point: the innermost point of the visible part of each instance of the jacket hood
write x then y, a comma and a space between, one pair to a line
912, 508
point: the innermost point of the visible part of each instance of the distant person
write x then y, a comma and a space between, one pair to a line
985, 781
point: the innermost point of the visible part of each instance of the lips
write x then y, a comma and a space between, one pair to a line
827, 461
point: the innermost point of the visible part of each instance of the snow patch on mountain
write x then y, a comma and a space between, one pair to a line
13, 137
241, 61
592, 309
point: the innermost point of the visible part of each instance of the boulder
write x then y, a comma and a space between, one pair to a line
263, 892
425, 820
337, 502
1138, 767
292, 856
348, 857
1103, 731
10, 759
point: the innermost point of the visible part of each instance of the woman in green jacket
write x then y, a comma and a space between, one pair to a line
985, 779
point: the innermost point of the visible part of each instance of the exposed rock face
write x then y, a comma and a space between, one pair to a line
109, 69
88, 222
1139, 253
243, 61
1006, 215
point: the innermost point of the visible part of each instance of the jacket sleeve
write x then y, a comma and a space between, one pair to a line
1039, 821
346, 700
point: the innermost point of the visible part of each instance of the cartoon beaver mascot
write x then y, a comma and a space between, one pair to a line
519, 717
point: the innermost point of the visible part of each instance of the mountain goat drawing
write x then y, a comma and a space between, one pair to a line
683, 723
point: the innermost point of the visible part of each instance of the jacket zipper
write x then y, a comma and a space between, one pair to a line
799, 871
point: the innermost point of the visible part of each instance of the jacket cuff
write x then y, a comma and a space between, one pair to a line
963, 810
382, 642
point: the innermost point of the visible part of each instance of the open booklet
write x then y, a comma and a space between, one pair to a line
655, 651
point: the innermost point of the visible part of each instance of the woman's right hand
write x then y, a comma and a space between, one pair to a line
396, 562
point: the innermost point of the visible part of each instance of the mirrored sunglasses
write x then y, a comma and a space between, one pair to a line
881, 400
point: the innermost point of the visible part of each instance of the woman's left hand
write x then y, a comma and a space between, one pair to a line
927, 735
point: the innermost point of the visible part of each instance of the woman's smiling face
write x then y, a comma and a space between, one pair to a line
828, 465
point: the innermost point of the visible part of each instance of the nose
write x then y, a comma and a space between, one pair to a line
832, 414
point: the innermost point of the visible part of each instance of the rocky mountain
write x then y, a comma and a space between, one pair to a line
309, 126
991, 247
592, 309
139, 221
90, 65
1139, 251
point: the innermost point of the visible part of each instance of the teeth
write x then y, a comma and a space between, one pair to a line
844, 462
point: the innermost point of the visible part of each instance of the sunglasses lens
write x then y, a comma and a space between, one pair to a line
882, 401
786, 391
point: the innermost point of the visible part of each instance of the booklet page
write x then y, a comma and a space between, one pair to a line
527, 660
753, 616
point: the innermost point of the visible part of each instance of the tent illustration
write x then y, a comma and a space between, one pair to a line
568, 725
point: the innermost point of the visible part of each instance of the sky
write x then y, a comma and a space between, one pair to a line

▶ EXERCISE BRIEF:
Both the line containing "the jacket zipper" and the line containing "of the nose" belong in the answer. Print them and every line above that falls between them exactly, and no others.

▶ THE COMPLETED TASK:
point: the innermost point of the visible part of each instance of the jacket zipper
write x then y, a comma and a space between, one pair to a line
799, 871
point: the innermost point of the visible part of each instance of the jacket cuff
write x then y, a comma and a space between, one pair to a line
963, 810
382, 642
point: the innermost point of the visible part of each instance of the open booklet
write x then y, a comma and a space between, one pair to a line
655, 651
point: the innermost point of the visible part of each instance of the woman's right hand
write x then y, a comma and a space between, one pair to a line
396, 562
point: the innermost point of the visible part of each instance of the mirrored sunglasses
write x then y, a comma and a space between, one pair to a line
881, 400
point: the innermost point of the visible part of each instance of the woman's left hand
write x then y, a comma and a space between, one pair to a line
927, 735
point: the innermost point of the visible part of each instance of the woman's smiling face
write x then y, a comma and a space between, one pair to a line
828, 465
point: the innermost point of the visible part of each instance of the nose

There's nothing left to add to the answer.